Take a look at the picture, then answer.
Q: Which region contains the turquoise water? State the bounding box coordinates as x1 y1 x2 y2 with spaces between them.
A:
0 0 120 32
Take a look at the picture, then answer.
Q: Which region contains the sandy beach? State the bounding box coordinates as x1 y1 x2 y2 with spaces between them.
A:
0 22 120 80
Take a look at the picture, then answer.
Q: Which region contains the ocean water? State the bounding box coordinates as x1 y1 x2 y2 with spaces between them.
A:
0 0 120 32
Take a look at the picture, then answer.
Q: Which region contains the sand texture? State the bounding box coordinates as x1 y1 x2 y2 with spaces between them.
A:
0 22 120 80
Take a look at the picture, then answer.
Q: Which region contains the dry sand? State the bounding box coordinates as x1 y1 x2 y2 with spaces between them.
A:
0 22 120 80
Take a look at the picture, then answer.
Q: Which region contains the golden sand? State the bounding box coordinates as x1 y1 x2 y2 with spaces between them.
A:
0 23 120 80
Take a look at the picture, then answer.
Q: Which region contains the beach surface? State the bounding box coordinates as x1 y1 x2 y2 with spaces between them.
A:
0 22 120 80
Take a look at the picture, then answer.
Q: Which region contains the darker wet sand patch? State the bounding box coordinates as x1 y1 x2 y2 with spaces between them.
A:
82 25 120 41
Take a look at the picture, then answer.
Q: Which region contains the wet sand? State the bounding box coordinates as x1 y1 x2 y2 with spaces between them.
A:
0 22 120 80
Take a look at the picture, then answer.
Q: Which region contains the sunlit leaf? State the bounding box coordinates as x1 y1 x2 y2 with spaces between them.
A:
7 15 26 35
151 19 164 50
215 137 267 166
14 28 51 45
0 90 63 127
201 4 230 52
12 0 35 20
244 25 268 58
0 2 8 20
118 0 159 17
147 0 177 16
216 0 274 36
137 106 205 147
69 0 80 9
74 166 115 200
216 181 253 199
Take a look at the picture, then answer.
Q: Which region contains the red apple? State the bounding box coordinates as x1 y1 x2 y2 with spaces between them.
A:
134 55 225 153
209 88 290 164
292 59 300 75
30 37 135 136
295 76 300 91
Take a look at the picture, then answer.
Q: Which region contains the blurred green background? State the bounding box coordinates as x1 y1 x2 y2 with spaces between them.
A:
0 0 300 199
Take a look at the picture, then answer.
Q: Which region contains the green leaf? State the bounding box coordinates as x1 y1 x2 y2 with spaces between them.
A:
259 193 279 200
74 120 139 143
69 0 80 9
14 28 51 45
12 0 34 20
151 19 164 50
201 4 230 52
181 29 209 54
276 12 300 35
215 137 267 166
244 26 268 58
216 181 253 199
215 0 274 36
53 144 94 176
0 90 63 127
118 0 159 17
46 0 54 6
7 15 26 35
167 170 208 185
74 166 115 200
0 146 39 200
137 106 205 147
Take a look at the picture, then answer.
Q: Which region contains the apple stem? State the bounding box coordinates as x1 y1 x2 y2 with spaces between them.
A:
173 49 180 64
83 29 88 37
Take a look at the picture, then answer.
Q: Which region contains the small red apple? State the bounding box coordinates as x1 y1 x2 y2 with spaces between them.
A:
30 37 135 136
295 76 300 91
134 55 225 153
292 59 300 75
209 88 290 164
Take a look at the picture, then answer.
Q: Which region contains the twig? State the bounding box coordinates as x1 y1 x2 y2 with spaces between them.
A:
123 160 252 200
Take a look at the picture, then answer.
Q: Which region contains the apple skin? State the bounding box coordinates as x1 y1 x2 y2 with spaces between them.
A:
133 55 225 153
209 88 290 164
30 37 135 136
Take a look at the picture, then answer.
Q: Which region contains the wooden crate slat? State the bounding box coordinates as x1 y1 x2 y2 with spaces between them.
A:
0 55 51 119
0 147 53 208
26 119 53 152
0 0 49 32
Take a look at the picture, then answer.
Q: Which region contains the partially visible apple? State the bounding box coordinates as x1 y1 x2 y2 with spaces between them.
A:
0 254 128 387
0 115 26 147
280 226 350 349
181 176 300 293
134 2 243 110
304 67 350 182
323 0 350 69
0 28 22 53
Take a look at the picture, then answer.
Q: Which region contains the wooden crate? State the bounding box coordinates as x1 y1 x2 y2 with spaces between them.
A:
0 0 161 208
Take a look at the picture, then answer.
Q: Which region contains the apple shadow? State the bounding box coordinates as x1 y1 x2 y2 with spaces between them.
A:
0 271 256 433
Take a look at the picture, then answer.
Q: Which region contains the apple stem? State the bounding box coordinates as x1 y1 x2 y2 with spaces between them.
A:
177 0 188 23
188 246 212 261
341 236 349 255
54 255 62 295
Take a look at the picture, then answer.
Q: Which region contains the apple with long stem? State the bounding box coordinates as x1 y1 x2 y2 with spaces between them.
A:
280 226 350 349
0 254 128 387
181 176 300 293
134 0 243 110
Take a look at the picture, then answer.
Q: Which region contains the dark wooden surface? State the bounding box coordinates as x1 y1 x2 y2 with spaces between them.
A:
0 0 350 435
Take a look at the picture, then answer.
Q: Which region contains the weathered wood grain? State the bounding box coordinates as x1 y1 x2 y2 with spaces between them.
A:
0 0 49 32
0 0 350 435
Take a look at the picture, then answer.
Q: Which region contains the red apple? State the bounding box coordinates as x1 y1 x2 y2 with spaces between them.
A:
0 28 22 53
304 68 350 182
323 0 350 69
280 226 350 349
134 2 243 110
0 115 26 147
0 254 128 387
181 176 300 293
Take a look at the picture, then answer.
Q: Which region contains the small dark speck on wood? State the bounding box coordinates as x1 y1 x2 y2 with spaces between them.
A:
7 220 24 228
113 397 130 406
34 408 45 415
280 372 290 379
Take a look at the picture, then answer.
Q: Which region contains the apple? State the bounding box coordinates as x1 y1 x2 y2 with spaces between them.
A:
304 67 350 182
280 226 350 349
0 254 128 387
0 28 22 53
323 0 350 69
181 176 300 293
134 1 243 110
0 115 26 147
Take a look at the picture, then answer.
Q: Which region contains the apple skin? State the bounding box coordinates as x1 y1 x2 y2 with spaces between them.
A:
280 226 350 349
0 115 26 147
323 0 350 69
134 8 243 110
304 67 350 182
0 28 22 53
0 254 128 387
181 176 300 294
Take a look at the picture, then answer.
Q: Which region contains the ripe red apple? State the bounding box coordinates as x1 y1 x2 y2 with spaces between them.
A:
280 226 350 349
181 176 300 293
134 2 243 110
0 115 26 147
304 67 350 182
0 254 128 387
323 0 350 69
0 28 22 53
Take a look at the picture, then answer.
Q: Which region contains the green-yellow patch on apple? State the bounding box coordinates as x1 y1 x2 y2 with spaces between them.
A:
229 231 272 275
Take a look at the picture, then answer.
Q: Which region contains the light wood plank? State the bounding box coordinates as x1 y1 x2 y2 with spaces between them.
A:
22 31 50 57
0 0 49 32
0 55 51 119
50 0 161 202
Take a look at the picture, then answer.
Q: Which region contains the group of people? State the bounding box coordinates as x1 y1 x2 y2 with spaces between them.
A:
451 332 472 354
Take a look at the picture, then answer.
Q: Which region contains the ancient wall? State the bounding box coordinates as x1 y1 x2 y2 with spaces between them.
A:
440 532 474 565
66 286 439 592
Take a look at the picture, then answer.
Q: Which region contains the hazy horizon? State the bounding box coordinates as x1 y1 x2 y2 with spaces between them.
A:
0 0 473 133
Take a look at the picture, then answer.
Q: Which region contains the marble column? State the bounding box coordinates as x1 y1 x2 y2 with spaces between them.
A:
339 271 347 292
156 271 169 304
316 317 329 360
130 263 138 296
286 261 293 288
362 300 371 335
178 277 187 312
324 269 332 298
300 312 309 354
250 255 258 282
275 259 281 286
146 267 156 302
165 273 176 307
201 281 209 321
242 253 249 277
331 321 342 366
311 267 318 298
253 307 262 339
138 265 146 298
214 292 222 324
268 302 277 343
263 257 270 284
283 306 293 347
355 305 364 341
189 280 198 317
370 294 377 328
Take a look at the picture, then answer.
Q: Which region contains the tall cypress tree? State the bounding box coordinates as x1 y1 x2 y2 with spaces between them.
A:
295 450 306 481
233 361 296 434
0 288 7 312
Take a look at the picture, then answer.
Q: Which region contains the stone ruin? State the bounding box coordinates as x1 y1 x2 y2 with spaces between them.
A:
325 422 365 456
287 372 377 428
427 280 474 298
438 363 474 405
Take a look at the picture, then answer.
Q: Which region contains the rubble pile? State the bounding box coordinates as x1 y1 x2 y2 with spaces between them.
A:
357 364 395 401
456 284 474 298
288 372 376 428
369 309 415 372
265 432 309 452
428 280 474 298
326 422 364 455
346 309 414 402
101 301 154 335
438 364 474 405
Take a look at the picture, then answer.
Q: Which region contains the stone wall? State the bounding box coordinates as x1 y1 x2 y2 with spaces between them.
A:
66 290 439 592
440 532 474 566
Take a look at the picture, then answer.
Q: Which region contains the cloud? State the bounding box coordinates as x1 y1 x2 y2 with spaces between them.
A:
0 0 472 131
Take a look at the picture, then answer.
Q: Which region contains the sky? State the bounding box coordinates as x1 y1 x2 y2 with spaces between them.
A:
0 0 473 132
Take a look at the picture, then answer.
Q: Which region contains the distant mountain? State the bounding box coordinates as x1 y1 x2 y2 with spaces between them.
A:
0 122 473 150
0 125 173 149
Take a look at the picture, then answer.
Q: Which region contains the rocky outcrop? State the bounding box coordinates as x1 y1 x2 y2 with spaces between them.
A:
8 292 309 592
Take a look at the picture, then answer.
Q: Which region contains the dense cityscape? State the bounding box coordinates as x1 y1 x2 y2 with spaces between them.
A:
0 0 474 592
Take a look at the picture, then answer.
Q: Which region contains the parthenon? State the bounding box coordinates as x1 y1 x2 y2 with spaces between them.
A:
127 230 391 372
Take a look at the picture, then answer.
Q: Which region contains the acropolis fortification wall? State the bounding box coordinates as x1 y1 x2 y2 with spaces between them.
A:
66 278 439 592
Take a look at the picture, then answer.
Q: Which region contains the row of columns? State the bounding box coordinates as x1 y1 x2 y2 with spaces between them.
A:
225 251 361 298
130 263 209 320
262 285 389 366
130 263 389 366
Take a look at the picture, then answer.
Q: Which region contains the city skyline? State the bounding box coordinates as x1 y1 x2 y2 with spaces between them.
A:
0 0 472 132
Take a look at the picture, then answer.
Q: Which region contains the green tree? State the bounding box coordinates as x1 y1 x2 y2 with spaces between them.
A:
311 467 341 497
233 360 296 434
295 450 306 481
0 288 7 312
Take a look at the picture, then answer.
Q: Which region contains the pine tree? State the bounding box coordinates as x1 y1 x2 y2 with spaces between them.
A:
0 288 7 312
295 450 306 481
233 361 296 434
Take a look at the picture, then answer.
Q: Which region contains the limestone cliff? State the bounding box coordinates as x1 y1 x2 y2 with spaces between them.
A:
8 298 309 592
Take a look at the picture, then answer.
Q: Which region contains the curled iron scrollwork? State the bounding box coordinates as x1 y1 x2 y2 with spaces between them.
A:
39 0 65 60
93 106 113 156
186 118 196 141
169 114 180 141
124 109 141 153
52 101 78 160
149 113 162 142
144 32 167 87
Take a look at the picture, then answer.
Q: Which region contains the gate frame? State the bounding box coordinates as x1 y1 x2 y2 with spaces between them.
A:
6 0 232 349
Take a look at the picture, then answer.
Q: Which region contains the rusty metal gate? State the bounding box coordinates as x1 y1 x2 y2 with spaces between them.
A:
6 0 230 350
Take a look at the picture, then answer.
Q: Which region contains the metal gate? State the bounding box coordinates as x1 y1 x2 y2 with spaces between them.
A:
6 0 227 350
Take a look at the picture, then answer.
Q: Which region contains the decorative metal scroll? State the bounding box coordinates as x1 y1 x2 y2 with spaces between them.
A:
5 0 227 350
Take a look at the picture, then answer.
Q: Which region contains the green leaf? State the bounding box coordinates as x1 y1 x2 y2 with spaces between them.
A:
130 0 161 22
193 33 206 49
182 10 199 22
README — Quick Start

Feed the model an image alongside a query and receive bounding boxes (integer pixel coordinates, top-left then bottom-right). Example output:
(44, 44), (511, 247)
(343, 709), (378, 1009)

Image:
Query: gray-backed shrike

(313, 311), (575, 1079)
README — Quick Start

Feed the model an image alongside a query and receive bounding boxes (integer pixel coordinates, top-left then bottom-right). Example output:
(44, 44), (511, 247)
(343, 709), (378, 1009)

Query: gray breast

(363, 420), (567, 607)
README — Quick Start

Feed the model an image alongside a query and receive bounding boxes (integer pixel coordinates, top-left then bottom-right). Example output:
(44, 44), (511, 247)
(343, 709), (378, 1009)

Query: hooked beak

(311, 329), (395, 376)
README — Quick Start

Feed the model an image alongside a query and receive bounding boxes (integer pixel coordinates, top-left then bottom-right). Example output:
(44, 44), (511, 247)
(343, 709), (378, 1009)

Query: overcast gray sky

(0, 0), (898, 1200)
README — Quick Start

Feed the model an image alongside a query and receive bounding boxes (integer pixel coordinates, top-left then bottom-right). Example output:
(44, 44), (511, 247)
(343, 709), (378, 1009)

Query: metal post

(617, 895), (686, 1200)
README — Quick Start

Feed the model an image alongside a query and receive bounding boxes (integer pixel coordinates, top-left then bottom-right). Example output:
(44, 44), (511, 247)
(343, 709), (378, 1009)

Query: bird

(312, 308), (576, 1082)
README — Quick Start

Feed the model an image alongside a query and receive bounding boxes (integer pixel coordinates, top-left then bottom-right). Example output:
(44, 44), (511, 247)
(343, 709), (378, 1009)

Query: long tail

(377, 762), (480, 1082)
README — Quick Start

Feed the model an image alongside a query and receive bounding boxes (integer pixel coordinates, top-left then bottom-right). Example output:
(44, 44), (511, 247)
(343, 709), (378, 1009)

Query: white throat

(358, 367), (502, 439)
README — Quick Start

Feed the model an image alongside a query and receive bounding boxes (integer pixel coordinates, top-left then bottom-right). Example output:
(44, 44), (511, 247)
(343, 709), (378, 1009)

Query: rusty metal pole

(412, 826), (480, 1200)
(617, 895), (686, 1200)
·····
**Task goal**
Copy out each line of the records that contains the word "tree".

**Exercise answer**
Q: Which region contains the tall cypress tree? State the bounding box coordinates as x1 y1 x2 y2 with spaces between them.
Q: Which region contains the green tree? State the bounding box coordinates as x1 y1 x2 y2 with spaces between them.
Q: Which region contains the pine tree? State the bounding box coordinates as x1 y1 x2 y2 with spaces between them.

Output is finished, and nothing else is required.